▶ Stated task
Starting with the first line of the rows and going on through the line that contains "column 1182, row 179", give those lines as a JSON list of strings, one per line, with blank lines left out.

▶ Task input
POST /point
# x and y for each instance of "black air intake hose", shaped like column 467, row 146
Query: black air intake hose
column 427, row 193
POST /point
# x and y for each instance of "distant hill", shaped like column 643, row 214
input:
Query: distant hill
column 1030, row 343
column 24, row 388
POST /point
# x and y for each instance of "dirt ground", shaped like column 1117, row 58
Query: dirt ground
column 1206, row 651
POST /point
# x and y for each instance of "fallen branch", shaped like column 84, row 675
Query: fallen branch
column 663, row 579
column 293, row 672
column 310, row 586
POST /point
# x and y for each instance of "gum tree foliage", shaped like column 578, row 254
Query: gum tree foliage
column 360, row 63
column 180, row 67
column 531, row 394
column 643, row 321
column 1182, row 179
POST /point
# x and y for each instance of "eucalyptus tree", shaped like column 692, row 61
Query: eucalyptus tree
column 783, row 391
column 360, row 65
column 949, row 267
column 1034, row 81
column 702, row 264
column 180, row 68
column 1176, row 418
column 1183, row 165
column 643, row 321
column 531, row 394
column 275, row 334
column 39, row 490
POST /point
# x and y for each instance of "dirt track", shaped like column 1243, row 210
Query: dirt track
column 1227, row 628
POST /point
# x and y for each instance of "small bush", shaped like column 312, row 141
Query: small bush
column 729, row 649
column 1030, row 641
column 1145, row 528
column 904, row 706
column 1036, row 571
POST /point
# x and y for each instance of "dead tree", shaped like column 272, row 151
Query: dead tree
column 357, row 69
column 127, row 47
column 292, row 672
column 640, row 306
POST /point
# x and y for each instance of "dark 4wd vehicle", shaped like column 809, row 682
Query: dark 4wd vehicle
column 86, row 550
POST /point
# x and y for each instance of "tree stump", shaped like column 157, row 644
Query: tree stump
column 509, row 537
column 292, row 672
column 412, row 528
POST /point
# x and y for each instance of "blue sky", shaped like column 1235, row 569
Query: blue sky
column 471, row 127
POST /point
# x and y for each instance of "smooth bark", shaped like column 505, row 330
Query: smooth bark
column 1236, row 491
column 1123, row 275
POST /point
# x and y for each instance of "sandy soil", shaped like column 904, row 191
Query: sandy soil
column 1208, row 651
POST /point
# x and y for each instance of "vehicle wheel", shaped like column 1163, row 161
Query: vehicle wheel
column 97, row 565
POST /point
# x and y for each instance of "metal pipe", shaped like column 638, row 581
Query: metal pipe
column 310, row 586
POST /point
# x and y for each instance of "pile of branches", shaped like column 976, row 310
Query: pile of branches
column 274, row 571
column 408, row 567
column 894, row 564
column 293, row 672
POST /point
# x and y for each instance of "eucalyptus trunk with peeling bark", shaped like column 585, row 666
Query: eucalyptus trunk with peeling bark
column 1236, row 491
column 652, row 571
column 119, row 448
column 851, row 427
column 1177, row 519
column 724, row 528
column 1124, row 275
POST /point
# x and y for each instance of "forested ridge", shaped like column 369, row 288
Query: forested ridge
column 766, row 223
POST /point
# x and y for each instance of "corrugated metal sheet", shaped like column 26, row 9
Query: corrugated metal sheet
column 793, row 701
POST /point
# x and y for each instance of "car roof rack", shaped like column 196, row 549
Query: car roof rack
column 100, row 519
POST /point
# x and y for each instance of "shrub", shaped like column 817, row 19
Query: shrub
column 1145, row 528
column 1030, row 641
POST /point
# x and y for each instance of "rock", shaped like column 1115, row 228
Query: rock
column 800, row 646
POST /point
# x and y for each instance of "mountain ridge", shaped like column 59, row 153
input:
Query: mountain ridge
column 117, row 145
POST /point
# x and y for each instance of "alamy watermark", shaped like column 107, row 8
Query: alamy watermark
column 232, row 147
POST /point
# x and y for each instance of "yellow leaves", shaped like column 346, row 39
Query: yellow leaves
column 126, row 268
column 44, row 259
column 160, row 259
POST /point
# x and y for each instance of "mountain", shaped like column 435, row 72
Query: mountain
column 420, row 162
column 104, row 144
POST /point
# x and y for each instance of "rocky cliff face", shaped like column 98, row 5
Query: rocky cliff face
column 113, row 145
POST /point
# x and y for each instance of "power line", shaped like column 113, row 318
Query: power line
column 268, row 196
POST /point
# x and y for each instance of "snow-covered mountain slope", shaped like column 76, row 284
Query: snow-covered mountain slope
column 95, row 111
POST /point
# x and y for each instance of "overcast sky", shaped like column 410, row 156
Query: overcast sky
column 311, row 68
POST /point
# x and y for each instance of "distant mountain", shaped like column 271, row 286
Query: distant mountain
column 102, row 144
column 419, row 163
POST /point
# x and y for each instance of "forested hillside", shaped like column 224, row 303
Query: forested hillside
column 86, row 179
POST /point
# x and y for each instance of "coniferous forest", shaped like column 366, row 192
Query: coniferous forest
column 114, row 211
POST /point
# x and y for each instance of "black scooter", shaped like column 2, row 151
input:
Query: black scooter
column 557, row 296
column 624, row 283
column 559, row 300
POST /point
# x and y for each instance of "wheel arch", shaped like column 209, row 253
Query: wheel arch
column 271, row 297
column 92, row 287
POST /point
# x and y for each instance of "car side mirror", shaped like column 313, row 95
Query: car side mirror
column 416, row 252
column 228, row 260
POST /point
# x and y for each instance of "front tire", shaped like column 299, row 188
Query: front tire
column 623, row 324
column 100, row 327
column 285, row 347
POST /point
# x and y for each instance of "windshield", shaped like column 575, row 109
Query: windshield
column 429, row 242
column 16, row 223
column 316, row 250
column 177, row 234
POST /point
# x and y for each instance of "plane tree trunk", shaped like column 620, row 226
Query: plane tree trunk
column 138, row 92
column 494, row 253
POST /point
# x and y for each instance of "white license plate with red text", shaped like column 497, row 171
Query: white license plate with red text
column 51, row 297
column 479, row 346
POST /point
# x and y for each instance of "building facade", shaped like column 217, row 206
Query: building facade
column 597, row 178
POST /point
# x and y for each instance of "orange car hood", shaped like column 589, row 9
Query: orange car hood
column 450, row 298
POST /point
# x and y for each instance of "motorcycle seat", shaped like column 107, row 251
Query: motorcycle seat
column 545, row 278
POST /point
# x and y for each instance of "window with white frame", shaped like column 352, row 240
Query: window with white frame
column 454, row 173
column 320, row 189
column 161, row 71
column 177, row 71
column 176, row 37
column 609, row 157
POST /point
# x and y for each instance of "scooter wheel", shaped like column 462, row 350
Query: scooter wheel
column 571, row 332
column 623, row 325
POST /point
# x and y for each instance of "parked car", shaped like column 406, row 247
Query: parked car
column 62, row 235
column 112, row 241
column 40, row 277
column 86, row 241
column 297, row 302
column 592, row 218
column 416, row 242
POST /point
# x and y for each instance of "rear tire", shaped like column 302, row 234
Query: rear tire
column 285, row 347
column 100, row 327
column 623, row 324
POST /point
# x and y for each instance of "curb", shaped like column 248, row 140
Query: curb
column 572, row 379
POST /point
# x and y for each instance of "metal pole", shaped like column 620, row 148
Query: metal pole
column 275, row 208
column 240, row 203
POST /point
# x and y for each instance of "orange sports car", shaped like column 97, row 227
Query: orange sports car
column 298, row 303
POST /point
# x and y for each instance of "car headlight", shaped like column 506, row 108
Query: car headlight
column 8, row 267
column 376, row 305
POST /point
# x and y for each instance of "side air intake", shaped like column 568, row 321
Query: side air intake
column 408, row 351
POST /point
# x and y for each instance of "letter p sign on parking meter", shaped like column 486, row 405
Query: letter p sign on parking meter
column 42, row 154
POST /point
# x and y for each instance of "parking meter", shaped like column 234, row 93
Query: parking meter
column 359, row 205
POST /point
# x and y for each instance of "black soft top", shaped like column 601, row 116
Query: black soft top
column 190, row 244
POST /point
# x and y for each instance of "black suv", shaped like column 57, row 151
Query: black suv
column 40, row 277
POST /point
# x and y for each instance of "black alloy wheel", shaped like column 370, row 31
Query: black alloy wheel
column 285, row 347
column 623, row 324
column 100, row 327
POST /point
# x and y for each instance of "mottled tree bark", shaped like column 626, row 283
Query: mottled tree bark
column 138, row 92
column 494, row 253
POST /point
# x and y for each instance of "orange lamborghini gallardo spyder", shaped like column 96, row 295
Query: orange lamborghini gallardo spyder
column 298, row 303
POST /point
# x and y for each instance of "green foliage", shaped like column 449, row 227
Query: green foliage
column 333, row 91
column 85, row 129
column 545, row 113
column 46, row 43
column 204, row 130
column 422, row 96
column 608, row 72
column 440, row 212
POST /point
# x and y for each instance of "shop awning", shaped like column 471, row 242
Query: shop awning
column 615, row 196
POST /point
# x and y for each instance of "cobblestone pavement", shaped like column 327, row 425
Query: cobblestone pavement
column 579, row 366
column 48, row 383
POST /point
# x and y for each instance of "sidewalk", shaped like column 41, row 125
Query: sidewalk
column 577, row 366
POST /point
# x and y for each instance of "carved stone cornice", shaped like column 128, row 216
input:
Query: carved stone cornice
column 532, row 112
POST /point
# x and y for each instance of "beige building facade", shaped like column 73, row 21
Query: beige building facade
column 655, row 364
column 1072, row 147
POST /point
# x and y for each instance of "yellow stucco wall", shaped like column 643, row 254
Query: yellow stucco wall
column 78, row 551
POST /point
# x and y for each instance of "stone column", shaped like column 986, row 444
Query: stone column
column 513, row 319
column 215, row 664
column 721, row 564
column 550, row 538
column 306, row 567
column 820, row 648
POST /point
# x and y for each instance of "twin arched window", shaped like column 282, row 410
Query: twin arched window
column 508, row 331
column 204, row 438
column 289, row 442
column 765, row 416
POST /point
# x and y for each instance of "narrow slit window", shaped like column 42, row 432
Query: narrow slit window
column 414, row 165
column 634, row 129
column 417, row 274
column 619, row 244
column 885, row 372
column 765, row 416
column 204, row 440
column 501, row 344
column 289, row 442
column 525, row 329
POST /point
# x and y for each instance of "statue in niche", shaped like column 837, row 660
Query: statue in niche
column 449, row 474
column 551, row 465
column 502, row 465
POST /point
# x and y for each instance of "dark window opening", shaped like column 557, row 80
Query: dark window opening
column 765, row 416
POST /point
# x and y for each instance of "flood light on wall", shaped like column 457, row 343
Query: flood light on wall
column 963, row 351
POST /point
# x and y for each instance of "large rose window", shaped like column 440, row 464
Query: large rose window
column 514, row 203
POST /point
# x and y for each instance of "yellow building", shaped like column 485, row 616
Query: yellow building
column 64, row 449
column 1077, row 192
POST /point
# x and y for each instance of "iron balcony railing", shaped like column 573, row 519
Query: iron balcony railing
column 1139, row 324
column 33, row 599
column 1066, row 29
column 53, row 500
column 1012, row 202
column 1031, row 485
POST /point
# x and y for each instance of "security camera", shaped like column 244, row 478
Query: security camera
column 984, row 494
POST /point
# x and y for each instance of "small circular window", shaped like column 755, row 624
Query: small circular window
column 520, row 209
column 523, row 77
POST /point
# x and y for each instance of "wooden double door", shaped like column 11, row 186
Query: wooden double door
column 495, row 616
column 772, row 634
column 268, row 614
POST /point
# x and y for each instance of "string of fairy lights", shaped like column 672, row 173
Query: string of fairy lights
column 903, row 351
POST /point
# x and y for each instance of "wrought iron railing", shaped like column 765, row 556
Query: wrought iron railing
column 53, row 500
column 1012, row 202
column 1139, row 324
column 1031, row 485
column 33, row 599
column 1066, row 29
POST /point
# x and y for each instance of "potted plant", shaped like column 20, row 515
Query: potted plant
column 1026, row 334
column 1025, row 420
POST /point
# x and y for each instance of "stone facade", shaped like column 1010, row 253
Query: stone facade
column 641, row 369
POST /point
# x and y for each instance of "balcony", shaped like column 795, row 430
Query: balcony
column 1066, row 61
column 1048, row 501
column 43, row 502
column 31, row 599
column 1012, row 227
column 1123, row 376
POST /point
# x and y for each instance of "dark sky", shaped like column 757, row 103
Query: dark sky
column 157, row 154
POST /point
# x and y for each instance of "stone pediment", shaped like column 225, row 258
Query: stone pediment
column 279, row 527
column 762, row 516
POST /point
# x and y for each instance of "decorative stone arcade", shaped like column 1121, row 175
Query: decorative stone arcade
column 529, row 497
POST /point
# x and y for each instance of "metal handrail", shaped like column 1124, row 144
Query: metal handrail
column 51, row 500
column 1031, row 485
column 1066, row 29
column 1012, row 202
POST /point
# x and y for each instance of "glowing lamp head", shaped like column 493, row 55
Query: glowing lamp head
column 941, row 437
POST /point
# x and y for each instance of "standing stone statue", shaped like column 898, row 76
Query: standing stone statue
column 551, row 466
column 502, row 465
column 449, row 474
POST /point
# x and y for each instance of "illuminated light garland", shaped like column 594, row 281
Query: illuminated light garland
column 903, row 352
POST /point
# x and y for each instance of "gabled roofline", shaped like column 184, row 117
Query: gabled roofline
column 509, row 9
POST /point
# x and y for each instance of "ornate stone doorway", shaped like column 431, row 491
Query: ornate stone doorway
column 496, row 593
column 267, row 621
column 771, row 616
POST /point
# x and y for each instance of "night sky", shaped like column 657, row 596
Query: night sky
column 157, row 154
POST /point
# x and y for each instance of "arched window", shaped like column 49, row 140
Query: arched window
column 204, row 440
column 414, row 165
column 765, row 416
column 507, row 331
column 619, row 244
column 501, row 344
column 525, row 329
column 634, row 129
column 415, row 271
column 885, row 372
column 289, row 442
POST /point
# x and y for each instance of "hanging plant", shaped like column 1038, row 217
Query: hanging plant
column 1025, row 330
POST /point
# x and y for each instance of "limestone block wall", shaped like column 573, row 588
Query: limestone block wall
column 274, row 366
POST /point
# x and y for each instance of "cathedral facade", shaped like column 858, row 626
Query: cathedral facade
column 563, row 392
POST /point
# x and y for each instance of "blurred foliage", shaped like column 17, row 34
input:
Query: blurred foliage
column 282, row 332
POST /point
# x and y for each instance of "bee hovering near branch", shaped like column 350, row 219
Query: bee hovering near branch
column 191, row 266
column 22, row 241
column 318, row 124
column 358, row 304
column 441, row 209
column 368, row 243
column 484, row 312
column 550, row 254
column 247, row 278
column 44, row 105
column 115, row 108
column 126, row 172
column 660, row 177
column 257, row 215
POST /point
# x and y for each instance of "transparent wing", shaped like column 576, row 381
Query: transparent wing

▶ Result
[
  "POST /point",
  "# x and y for each instance of \"black air intake hose\", shaped like column 467, row 146",
  "Query: black air intake hose",
  "column 427, row 193",
  "POST /point",
  "# x and y for each instance of \"distant hill\", shaped like column 643, row 214",
  "input:",
  "Query: distant hill",
  "column 1030, row 343",
  "column 24, row 388",
  "POST /point",
  "# x and y for each instance of \"dirt ground\", shaped like column 1117, row 58",
  "Query: dirt ground",
  "column 1206, row 651",
  "POST /point",
  "# x and y for each instance of \"fallen branch\", shaped like column 84, row 675",
  "Query: fallen branch",
  "column 663, row 579",
  "column 293, row 672",
  "column 310, row 586",
  "POST /point",
  "# x and y for each instance of \"gum tree foliage\", shaped like column 578, row 254",
  "Query: gum tree foliage",
  "column 360, row 63",
  "column 180, row 67",
  "column 531, row 394",
  "column 643, row 321",
  "column 1182, row 179"
]